_ABOUT THIS EXERCISE_
From the records below, give the number of lines that contain the string "illustration", without any other text.

_TASK MATERIAL_
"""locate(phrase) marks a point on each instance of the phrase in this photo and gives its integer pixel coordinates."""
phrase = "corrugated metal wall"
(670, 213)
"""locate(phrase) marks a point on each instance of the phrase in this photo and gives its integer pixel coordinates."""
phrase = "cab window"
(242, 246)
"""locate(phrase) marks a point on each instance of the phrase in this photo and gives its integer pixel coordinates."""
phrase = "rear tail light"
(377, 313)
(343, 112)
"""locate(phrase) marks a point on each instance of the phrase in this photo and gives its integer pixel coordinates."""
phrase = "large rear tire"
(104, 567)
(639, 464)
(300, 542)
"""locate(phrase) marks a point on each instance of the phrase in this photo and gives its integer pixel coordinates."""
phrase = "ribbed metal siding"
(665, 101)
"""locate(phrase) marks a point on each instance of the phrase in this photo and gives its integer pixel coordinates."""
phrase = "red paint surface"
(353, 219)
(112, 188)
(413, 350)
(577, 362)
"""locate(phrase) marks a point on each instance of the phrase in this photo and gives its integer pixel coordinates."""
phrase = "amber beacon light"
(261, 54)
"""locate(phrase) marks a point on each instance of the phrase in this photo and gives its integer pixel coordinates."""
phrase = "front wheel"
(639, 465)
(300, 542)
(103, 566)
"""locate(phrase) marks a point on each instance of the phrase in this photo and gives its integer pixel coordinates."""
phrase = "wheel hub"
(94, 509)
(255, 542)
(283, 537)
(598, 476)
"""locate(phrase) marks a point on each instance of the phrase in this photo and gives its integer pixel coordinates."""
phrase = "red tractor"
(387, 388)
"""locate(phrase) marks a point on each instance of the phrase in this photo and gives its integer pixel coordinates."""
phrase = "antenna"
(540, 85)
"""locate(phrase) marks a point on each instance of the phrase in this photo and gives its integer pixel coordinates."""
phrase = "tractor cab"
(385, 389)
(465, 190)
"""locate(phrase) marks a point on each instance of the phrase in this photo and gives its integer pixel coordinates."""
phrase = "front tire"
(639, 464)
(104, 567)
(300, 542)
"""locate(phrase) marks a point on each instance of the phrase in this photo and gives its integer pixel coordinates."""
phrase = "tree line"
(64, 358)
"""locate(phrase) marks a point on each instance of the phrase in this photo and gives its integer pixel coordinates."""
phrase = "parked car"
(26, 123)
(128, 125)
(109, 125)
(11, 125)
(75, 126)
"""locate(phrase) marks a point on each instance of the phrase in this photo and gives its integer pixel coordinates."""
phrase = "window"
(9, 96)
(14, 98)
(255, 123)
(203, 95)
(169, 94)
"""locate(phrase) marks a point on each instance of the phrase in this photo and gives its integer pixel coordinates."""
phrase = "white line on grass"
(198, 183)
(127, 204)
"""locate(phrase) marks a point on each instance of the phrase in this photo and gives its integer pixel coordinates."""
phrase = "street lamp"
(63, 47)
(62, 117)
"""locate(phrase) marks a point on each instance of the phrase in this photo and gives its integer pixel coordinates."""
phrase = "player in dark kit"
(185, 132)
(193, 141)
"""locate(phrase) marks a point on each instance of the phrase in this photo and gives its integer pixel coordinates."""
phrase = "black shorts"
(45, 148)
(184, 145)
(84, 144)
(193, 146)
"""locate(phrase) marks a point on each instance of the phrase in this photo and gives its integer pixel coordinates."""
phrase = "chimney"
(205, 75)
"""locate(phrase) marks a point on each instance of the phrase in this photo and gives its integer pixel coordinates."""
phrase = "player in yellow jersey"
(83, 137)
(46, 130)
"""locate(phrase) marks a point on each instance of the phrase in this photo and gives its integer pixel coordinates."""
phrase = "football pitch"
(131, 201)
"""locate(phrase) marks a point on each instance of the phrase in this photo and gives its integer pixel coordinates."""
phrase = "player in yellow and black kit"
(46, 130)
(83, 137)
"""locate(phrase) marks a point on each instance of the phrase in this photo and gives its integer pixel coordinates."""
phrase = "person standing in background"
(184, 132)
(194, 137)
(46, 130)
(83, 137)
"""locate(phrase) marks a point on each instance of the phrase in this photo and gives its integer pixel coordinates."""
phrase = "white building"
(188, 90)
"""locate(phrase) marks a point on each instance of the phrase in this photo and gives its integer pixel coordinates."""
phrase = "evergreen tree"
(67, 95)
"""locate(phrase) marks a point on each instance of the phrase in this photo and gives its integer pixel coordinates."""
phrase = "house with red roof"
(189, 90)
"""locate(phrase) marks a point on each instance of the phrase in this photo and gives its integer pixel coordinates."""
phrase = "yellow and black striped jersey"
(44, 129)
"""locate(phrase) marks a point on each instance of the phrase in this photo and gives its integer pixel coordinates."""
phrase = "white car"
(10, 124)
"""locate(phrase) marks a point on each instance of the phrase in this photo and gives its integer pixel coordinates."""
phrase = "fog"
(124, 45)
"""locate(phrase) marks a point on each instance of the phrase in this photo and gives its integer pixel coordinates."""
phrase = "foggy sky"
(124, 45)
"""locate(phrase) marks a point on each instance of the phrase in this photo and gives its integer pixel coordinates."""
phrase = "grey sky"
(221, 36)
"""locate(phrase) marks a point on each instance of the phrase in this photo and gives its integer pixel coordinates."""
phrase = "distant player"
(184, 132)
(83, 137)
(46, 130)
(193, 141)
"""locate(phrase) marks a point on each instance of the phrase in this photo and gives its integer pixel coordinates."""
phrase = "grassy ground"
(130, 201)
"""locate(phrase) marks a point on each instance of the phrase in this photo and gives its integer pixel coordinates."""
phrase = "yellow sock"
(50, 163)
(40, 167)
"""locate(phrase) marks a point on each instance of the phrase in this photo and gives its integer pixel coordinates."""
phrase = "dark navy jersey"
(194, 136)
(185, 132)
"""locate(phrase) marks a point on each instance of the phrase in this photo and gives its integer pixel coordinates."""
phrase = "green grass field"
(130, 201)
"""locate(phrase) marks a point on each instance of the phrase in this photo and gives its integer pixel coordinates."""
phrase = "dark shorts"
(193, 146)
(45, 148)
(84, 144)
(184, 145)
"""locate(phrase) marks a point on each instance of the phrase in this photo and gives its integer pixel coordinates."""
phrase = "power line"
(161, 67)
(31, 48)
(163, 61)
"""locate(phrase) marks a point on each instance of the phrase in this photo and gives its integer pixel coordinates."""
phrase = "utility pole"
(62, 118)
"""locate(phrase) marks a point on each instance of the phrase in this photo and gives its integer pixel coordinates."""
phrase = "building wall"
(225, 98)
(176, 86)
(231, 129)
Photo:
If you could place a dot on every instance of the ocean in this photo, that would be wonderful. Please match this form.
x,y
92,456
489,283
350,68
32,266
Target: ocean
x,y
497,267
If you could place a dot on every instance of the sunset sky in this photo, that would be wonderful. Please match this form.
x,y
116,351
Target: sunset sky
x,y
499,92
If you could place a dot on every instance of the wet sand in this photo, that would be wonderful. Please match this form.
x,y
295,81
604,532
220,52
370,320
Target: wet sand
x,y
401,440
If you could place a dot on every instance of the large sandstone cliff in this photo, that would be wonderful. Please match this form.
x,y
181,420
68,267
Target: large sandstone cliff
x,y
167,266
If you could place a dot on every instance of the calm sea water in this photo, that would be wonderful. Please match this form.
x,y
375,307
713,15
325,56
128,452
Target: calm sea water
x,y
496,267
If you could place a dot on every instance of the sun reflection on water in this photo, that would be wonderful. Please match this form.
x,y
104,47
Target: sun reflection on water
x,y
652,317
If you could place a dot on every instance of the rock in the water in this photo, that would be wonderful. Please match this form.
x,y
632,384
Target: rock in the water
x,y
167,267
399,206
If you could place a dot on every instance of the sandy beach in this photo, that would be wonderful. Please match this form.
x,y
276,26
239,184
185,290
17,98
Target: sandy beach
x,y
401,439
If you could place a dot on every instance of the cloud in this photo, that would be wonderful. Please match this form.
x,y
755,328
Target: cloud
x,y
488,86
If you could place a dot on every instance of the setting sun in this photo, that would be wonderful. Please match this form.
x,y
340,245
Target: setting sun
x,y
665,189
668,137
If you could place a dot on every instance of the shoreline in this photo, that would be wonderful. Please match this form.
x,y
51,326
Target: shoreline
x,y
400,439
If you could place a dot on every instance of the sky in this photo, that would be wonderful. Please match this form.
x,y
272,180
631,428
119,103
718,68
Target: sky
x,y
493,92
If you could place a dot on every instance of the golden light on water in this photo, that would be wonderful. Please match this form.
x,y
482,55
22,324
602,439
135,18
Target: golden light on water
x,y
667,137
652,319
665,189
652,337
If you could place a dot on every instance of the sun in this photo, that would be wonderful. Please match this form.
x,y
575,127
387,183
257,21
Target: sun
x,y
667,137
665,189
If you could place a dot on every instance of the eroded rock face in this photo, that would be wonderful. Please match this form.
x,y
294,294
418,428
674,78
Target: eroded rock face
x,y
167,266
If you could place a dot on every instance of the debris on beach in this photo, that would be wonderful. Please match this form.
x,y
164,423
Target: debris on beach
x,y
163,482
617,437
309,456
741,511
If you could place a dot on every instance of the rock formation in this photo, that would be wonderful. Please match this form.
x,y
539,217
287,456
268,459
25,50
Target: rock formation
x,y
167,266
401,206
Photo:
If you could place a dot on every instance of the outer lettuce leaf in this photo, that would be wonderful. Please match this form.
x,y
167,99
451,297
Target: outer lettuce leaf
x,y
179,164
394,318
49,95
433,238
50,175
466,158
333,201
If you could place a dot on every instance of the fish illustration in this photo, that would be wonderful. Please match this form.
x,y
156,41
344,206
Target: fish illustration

_THE COMPLETED TASK_
2